== PROBLEM TO SOLVE ==
Transcribe all of the records word for word, but omit the pictures.

↓↓↓

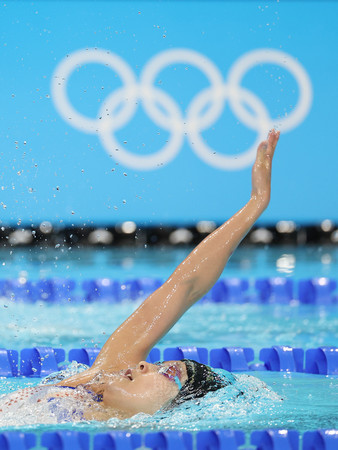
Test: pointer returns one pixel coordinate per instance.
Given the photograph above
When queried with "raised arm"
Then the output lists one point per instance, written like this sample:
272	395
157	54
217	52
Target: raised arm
132	341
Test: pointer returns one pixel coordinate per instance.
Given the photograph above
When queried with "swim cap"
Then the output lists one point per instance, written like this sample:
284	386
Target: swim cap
201	380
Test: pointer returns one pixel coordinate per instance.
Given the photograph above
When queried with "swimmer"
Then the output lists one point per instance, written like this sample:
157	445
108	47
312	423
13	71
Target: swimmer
121	383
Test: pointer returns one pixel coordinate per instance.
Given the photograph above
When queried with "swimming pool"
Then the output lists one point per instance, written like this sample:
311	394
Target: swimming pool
309	401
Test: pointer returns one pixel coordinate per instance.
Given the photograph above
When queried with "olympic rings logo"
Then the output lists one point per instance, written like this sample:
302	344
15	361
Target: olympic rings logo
202	112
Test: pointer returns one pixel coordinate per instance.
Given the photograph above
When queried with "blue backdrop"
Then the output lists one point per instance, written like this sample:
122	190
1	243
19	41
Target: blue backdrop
151	111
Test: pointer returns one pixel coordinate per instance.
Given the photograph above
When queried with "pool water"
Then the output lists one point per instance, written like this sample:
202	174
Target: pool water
309	401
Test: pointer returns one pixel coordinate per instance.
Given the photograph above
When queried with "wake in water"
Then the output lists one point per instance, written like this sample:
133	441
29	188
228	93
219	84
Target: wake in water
49	404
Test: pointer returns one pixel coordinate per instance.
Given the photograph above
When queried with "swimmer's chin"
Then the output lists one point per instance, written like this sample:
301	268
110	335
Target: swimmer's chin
111	415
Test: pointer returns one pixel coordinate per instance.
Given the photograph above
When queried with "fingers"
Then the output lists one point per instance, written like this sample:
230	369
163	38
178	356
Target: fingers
272	141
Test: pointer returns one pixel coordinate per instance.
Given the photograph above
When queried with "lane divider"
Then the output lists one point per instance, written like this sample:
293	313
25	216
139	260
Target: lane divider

↑↑↑

== OUTPUT OF THE EXERCISE ==
Test: pointer returns one pixel coordinate per instance.
Given the photograph above
When queried with "raised arm"
Then the output lists one point per instance, written like this sample:
272	395
157	54
217	52
Target: raised arm
132	341
Test: pointer returns one pixel coordinate per instance.
Given the photograph above
When queried with "swim cap"
Then the output lists one point per instance, written like this sample:
284	386
Target: swim cap
201	380
Test: pointer returns one pixel coordinate per instance.
Given the photograph above
When queried with "swimmer"
Then the output lists one point per instance, written like this sample:
157	445
108	47
312	423
13	71
Target: swimmer
121	383
Test: pointer returns one pixel coordinate per instance.
Given the photograph above
When queried with "swimming pool"
Then the output lists one point per instance, written like this sample:
311	394
Target: swimming pool
309	401
Test: pointer returns one pixel coordinate per instance.
Given the photograph above
When queried with "olympic rings logo"
Then the output lists one point per instance, written like this sample:
302	344
15	361
Target: olympic rings logo
202	112
Test: pointer returns one pixel coordinate per instance.
Given the photograph above
When queried with "blue backdrop"
Then the output lists one point per instance, written like this sample:
122	190
1	243
19	41
Target: blue backdrop
151	111
Test: pointer returns one pixel coordinate per instance.
Given the photograph above
When queried with "pool water"
Then the output lists one point per instance, written like this sample:
202	174
Target: pool water
309	401
Test: pointer returns one pixel coordinate per instance.
Given the photograph above
When queried with "wake in water"
Then the output lists one point per instance, written like this sample:
133	441
29	188
228	93
219	84
Target: wake in water
49	404
Test: pointer returns one pixel coordinate per instance.
Given the photograph above
When queried with "swimmer's chin"
Then the output lists one point per instance, written like this sample:
301	268
110	335
Target: swimmer's chin
111	415
Test: pointer returns one pixel coordinate per instance.
Given the photograph above
When queried with "fingers"
Then the output lists one point per instance, written like this sample:
230	369
163	38
178	356
Target: fingers
272	141
Test: pointer returns one pixel coordinate per instance.
Given the photograph above
When queried with "lane divider"
Then the output lists one point per instance, written like this sample:
293	313
25	216
139	260
Target: lane divider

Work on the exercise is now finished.